### Actions to take
a) Return the blog post text starting at "I'm a morning" and ending at "planet, Zachary Levi.", copied character for character.
b) How many lines in the entries below contain the string "face"? Reply with the number only.

====== Text excerpt ======

Jun 21, 2012

My perfect Now Vs. My real Now

In my perfect now,


I study 8 hours a day
I sleep 8 hours a day.
I 9gag less, Facebook less and blog more.
I'm a morning person. I wake up a skylark at 6 AM, half of the day's chore is already done by 9 AM and I retire for the day two hours before midnight.
I'm a lady through and through.
I eat healthy and I exercise well.
I'm best buds with the hottest nerd on the planet, Zachary Levi. 
I master the Government and Binding theory of Syntax.
Delhi is in it's November temperature.
I trust God without panicking.


But,

In my real now,

I hardly study 3 hours a day
I sleep 5 hours a day on an average.
9gag, Facebook and studies go hand in hand, which muddles my mind on what to blog about.
I wake up so late that sometimes I miss breakfast and as a result toss around in my bed till 3 AM.
Sometimes, I get tired of being a girl.
Fresh veggies and fresh fruits are things of the past and a walk to the mess hall counts as my daily exercise.
I get overexcited when Zach Levi's bot retweeted me and kept watching his videos on Youtube.
I bang my head on the table by Page 21 of the 600 paged Syntax Theory book that I am currently studying.
Delhi records the highest minimum temperature of the season. Read: 34 degree Celsius.
I get overly agitated and confront God with my problems!!


In my perfect now, I would have concluded the post with a positive tone.


But this is my real now...




Jun 20, 2012

Stop and Stare: A Breakup Story


Have you ever given a thought this way?

Every relationship ends in only two ways. You either make it or you break it.

If you know me in person you might wonder why I'm writing this. Yes, my life may be an open book but there are parts of me that I long to keep to myself. And I have my fair share of skeletons in the closet too. But this post is not about me mud-slinging the other, it's not an attempt at self-justification and it's not about me trying to tell the world "I can live through another heartbreak". Let me be honest, this post is a vent. And if you are uncomfortable with vents, then I suggest you go elsewhere!

Ah! Relationships. What do we know about it??? Who can be called an expert??? Because no two relationships are the same.

The boyfriend (the ex-boyfriend rather) and I were together a few months shy of five years. And at an age when there are marriage rumours flying about, we stopped and stared.

If you ask me, there are many reasons and no real reason for the breakup. There were simply too many unresolved issues stacked in the corner that were left ignored. A time eventually came when we have to clean that corner and realized we haven't resolved anything yet. A mistake, I concur, on our part, was also that we both tend to prioritize a third party's opinion more than it deserved. Sometimes I wish we had someone who'd bang our heads together and tell us that someone else's opinion of us is none of our business. Maybe we had a 'five year itch' or maybe after five years, we realized that we are too different or maybe we had 'cold feet' once we realized we're 'coming of age'. Or maybe we took each other for granted. But nonetheless, we stopped and stared.

====== Data lines ======

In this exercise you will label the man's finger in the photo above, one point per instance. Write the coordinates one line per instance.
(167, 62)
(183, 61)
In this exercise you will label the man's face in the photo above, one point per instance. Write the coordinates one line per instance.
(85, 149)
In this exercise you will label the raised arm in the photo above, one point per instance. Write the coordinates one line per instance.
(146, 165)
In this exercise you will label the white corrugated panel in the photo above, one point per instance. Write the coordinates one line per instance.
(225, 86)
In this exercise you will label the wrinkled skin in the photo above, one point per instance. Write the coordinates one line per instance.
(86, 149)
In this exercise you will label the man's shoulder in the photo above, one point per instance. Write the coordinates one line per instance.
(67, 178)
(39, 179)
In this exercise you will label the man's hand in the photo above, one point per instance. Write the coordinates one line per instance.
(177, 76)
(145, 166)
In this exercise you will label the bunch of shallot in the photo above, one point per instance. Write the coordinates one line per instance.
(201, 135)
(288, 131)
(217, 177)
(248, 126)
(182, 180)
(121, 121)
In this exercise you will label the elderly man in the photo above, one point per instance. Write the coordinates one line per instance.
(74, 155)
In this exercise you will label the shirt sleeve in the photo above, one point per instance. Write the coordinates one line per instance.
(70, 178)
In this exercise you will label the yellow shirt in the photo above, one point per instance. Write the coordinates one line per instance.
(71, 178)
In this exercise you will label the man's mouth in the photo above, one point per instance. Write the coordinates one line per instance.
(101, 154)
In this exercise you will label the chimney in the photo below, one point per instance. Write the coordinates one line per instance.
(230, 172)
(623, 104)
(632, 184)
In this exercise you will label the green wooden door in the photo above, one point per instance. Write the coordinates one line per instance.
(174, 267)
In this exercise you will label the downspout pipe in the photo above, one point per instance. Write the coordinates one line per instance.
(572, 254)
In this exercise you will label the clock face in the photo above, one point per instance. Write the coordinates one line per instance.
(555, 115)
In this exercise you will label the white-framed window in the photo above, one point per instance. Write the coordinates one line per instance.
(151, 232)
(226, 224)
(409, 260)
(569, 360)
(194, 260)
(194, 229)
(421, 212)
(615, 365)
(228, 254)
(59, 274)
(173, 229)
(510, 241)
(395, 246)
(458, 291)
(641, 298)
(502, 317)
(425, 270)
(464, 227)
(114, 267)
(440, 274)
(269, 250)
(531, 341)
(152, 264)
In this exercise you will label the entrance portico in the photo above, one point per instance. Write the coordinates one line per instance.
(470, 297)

======

### Problem solutions
a)
I'm a morning person. I wake up a skylark at 6 AM, half of the day's chore is already done by 9 AM and I retire for the day two hours before midnight.
I'm a lady through and through.
I eat healthy and I exercise well.
I'm best buds with the hottest nerd on the planet, Zachary Levi.

b) 2